▶ _Stored data_
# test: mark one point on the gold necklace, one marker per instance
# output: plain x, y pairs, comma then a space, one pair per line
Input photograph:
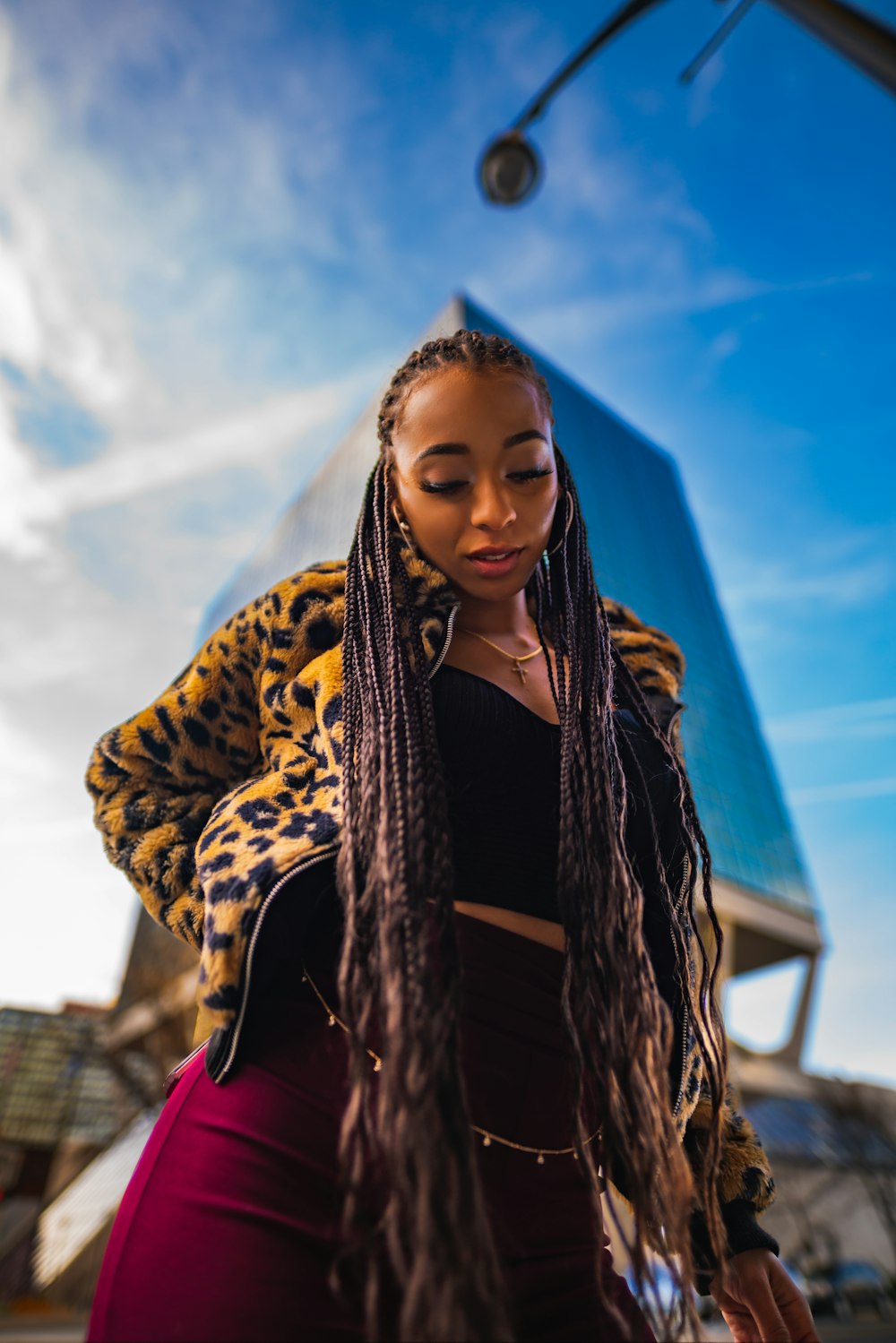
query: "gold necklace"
487, 1138
513, 657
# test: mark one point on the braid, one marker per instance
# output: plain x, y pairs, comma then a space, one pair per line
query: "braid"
414, 1213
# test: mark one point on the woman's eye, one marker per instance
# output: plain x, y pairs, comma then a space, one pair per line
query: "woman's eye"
449, 486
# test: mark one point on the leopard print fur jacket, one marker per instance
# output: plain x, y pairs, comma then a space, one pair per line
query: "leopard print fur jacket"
231, 779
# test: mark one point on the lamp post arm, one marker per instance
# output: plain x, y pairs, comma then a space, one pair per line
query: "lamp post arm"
624, 16
866, 40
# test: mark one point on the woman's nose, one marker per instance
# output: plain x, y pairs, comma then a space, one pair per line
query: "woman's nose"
492, 508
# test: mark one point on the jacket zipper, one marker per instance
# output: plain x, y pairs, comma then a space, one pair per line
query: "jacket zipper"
250, 952
281, 882
684, 1025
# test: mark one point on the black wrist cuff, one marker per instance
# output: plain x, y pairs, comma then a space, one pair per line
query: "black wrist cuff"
743, 1230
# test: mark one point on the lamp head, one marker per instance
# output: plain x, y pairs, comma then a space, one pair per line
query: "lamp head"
509, 169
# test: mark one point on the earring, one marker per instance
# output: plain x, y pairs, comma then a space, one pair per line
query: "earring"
570, 516
403, 528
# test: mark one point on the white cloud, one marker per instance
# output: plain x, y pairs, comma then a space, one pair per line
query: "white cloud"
847, 791
788, 581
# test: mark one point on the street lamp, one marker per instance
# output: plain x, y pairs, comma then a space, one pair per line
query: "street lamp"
509, 168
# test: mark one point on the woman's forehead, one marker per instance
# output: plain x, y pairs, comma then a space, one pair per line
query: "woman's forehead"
445, 403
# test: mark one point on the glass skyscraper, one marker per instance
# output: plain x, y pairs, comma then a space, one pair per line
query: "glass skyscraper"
648, 555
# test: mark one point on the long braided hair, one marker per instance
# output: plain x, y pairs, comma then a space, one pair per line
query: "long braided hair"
406, 1141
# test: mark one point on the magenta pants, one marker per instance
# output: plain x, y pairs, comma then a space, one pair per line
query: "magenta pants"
230, 1221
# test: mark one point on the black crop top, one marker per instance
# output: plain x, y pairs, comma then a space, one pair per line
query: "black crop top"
503, 771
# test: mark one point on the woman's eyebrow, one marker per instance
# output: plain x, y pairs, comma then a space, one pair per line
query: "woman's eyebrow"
458, 449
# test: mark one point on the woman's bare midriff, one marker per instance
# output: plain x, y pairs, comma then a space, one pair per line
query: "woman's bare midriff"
527, 925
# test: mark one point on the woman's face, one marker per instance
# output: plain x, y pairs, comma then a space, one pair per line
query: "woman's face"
474, 468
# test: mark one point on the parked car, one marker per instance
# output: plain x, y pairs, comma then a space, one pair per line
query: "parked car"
665, 1292
844, 1288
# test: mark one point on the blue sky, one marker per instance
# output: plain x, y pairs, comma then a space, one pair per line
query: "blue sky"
223, 225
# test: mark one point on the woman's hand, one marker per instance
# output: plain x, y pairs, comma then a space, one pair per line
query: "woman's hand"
761, 1303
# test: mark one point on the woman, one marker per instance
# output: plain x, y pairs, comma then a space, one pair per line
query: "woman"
432, 796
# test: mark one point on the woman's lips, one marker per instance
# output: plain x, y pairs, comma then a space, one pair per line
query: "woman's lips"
495, 568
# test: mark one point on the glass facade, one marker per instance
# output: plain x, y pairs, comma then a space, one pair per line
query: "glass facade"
646, 554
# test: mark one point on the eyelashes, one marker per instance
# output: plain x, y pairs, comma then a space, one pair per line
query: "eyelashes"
450, 486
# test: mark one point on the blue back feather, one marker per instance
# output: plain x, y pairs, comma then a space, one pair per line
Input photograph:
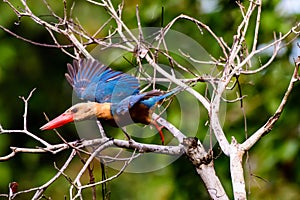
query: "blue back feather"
92, 81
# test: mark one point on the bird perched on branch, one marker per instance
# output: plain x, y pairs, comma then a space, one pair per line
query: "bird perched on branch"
110, 96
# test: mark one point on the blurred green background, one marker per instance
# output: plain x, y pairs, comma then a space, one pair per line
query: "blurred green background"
271, 170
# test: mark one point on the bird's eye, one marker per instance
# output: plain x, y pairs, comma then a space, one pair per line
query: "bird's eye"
74, 110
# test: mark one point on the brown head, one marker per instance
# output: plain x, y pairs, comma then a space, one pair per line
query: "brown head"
79, 112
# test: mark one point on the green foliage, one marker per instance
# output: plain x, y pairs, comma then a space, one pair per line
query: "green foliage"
24, 66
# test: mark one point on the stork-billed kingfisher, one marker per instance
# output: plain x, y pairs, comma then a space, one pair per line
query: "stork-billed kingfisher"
110, 96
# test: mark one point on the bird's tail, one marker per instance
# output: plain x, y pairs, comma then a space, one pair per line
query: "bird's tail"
155, 99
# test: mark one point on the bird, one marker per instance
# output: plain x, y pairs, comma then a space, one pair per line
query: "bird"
111, 96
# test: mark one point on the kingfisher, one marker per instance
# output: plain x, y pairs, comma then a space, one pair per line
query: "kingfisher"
110, 96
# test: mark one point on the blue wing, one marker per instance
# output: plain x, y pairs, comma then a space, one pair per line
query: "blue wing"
92, 81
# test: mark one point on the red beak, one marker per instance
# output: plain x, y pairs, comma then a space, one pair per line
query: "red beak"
58, 121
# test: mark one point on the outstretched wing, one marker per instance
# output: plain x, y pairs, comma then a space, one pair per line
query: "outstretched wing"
92, 81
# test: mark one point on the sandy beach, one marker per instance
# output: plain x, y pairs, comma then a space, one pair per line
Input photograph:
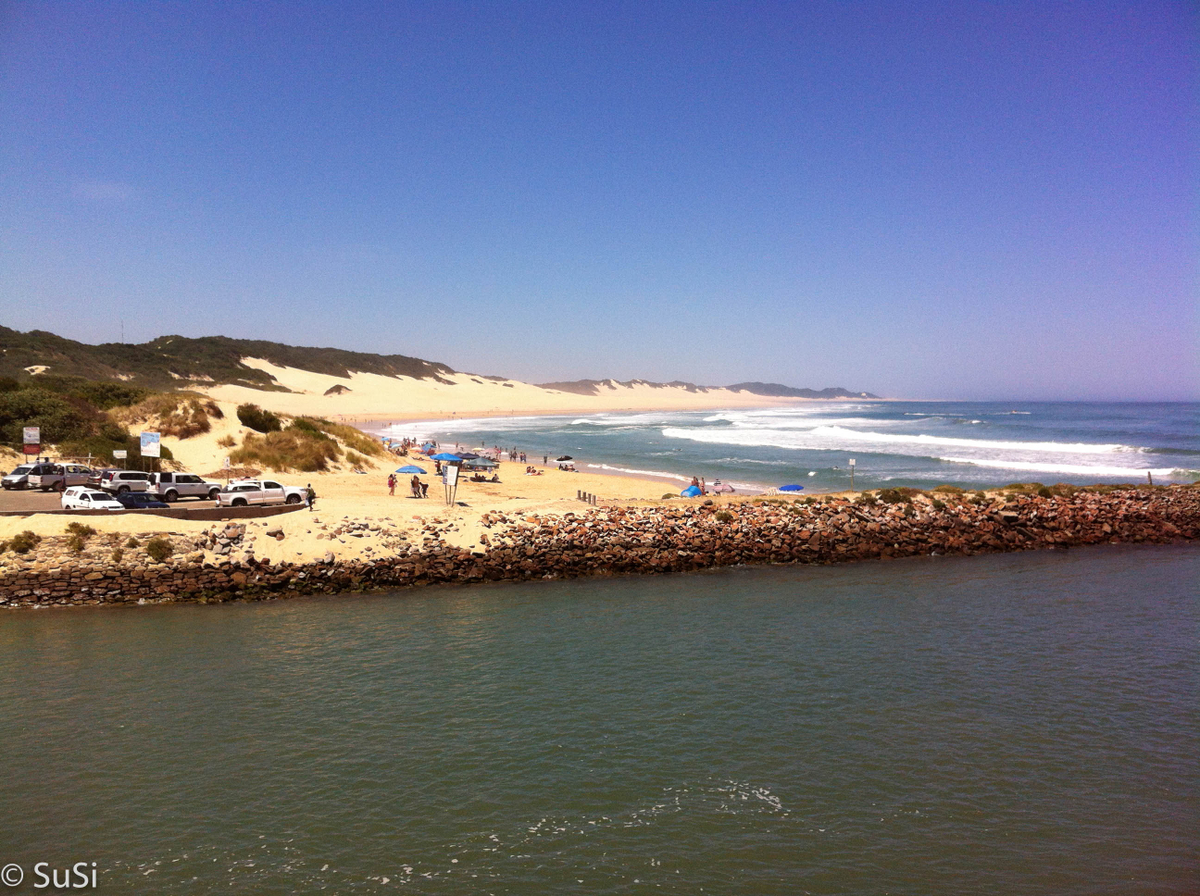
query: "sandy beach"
345, 494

▶ _Requirement_
Write out an exact copy of the lines beginning at the line that contains "# test: mark one point on the bird's eye, one" and ending at the last line of the listing. Exclude pictures.

▶ _Solved problem_
# test: mark one point on the bird's eye, one marker per instance
# output: plain x, y pairs, comma then a space, one pair per line
query: "bird's eye"
74, 110
# test: mark one point on the brown head, one marker per instance
# output: plain x, y pairs, comma then a space, one pair per line
query: "brown head"
79, 112
# test: mark one point on the green foliage, one marker per instance
# output: plain x, y pairs, comma then a space, one pair per line
query: "green foliage"
24, 66
# test: mark one point on the stork-billed kingfisher, one marker per instance
# output: plain x, y pairs, comma then a space, one pair per line
query: "stork-billed kingfisher"
110, 96
# test: mark one point on the bird's tail, one marker per instance
# output: plain x, y pairs, comma then a space, one pair per line
query: "bird's tail"
155, 99
# test: mark one point on the bird, one marker per instance
# output: plain x, y pairs, comma then a space, one pair per line
query: "bird"
111, 96
# test: mark one point on the kingfisher, one marker per instance
# output: plain x, y pairs, comma then a space, one pair per line
query: "kingfisher"
110, 96
# test: mark one point on the blue wing, one marker per instance
# output: plain x, y pairs, comma then a space, one pair per line
query: "blue wing"
92, 81
# test: mark one point on the red beak, one marker per instance
# output: plain x, y pairs, comma then a space, one pair per line
query: "red beak"
58, 121
# test: mark one point on the outstretched wing, one marker per instance
# output: plain x, y pairs, comma then a space, one pair per line
query: "outstretched wing"
92, 81
# test: mark one point on the sandy beach, one marker per instance
# output: plain x, y pairs, comma then a space, one pair per line
Input photograph:
query: "sandy beach"
345, 494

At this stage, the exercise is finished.